[start]

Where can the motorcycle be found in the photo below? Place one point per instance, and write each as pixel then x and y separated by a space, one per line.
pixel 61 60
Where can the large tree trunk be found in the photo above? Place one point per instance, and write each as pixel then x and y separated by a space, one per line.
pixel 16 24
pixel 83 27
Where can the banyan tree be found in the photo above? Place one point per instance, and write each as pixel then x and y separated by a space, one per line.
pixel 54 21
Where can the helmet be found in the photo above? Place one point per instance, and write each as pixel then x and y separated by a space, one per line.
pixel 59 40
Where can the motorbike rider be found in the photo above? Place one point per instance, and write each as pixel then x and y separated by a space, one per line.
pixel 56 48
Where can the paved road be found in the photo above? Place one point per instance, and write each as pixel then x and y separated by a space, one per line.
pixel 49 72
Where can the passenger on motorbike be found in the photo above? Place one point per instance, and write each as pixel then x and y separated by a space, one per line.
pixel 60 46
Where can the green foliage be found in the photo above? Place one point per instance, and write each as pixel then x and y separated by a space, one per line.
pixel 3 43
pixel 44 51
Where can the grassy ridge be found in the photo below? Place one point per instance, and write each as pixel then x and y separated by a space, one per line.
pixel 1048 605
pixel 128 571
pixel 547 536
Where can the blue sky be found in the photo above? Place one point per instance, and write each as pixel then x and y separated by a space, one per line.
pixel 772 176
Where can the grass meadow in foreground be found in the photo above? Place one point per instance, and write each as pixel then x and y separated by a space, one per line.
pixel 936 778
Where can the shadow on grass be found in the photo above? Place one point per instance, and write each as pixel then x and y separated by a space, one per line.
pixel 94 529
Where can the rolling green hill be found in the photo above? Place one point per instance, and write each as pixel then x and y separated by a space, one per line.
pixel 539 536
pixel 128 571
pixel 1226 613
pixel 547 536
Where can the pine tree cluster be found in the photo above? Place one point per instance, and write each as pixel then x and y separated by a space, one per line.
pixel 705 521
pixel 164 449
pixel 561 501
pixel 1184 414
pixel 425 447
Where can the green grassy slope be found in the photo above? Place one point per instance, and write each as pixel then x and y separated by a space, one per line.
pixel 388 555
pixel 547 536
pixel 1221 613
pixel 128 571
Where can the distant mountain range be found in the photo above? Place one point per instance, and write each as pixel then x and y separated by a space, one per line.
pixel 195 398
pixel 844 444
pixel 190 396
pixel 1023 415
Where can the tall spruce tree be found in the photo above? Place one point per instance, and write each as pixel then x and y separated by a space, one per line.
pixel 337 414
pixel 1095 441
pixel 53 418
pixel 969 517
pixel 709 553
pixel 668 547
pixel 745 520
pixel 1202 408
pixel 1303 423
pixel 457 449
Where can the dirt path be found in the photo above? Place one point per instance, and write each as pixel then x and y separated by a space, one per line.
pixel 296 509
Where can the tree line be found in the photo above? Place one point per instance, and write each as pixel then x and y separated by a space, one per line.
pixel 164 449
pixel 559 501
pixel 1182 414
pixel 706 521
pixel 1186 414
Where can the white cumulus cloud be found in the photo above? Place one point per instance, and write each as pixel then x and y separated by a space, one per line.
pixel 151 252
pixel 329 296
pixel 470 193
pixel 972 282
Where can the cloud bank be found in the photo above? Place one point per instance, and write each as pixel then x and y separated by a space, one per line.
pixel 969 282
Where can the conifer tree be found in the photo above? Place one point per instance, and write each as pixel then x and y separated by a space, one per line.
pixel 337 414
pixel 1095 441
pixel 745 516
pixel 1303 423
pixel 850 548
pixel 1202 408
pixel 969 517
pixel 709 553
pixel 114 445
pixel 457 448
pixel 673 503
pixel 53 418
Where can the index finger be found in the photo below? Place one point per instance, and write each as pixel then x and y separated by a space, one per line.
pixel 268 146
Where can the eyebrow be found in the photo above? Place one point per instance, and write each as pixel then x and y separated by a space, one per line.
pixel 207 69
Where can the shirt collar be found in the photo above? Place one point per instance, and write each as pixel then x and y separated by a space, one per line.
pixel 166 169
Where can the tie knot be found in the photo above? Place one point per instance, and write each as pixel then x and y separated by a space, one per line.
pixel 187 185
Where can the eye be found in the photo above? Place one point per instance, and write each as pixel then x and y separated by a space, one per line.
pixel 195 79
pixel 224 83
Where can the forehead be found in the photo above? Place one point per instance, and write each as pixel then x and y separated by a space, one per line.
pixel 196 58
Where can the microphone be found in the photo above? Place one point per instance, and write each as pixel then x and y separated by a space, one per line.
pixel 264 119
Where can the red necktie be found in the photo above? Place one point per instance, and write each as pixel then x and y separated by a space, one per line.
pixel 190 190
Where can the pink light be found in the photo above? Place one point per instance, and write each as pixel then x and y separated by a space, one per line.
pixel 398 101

[end]

# [OBJECTIVE]
Word for word, restate all of the data shown above.

# [EXPECTED ANSWER]
Where can the motorcycle be found in the photo below? Place one point per instance, and write each as pixel then x and y separated by a space, one per line.
pixel 61 60
Where can the large tree trunk be found in the photo above? Place one point per instance, and write each as pixel then x and y separated by a space, one per line.
pixel 16 24
pixel 83 27
Where can the banyan tree be found in the photo above? Place one point per instance, and write each as pixel then x and y separated by a space, one per line.
pixel 54 21
Where can the helmet be found in the photo above? Place one point per instance, and write each as pixel then x and y separated by a space, one per line.
pixel 59 40
Where can the motorbike rider be found in the photo above? Place one point per instance, and write each as pixel then x and y separated by a space, one per line.
pixel 56 48
Where can the paved road be found in the photo above? Place one point per instance, and write each as pixel then x and y separated by a space, one per line.
pixel 49 72
Where can the passenger on motorbike be found in the photo above? Place one point per instance, and write each as pixel then x and y separated by a space, one per line.
pixel 60 46
Where can the green foliage be found in the photo above? Place one point per instance, and write each as pixel then x and y separated by a space, one per line.
pixel 3 43
pixel 44 51
Where can the grassy ridge be found in the photo below? Place one point per instance, and write each as pixel then x and y separated by a space, one per line.
pixel 1048 605
pixel 128 571
pixel 547 536
Where can the blue sky be found in the photo above? Place one point per instance, and write each as pixel then x and y separated by a space, one per line.
pixel 772 176
Where can the grass meadow in foreground be found in the photo above? Place one point per instance, and write each as pixel then x and y separated by a space, one per line.
pixel 936 778
Where can the shadow on grass be found in the photo above? Place one point per instance, and write each as pixel then x and y separated by a space, one per line.
pixel 94 529
Where can the rolling green hill be found in the photo above? Place one point per instance, and write each as pixel then x and y separated by a space, one per line.
pixel 539 536
pixel 128 571
pixel 1226 613
pixel 547 536
Where can the pine tree cluster be found in the photo above? Place one point per instance, and write each as pixel then x and y separated by a space, one per line.
pixel 705 521
pixel 164 449
pixel 561 501
pixel 1184 414
pixel 425 447
Where can the green grassy slope be found in the photo above? Place one point per instance, and write each as pixel then x and y separated by a space, one per line.
pixel 388 555
pixel 547 536
pixel 1221 613
pixel 128 571
Where can the distant mountain range be found in the photo above? Place one point per instance, and write each as pixel then x and y separated by a space, one per line.
pixel 195 398
pixel 844 444
pixel 190 396
pixel 1023 415
Where can the tall spruce tree be found in the photo above? Place one point per instance, and write each as pixel then x and y separated by a space, one per line.
pixel 337 414
pixel 1095 441
pixel 53 418
pixel 969 517
pixel 709 553
pixel 668 547
pixel 745 520
pixel 1202 408
pixel 1303 423
pixel 457 449
Where can the dirt path be found in the photo above? Place one point per instance, and write each as pixel then x and y separated by a space, one per line.
pixel 296 509
Where can the tree line be found in the photo above? Place one point per instance, and write each as pixel then x and y separated by a space, one per line.
pixel 164 449
pixel 559 501
pixel 1182 414
pixel 706 521
pixel 1186 414
Where can the white cumulus cloud be found in the photo above? Place one point per instance, and write each as pixel then x and y separated by a space, one per line.
pixel 151 252
pixel 329 296
pixel 470 193
pixel 972 282
Where can the cloud bank be found in the photo above? Place one point per instance, and write each as pixel then x and y separated by a space, one per line.
pixel 969 282
Where can the conifer tree be found in the photo above? Place one point per instance, and write each as pixel then x and y separated by a space, one per line.
pixel 337 414
pixel 1095 441
pixel 745 516
pixel 1303 423
pixel 850 548
pixel 1202 408
pixel 969 517
pixel 709 553
pixel 114 445
pixel 457 448
pixel 673 503
pixel 53 418
Where can the index finger be found in the photo below? Place one point per instance, and write each as pixel then x and y separated by a space, one per line.
pixel 268 146
Where can the eyebrow be found in the photo above? Place one point per instance, and write each as pixel then x and y separated by a space, one per line.
pixel 207 69
Where can the shirt collar be found in the photo above? Place one point per instance, and write each as pixel then x and y separated by a space, one per line.
pixel 166 169
Where can the tie knot be found in the photo above? Place one point per instance, and write each as pixel then x and y separated by a space, one per line.
pixel 187 185
Where can the eye be found in the photo above? Place one point per instance, and write each as pixel then x and y separated by a space, one per line.
pixel 195 79
pixel 224 83
Where can the forehead be found in the photo above? Place one point per instance, and write each as pixel then x and y separated by a space, one per line.
pixel 196 58
Where can the microphone be found in the photo above? Place one point per instance, and write each as pixel then x and y separated by a space, one per line.
pixel 264 119
Where can the red necktie be found in the photo above? Place one point per instance, and write each as pixel then x and y separated by a space, one per line.
pixel 190 190
Where can the pink light be found in the photo above? Place one point per instance, and write each as pixel then x and y separated by a space, one per line.
pixel 398 101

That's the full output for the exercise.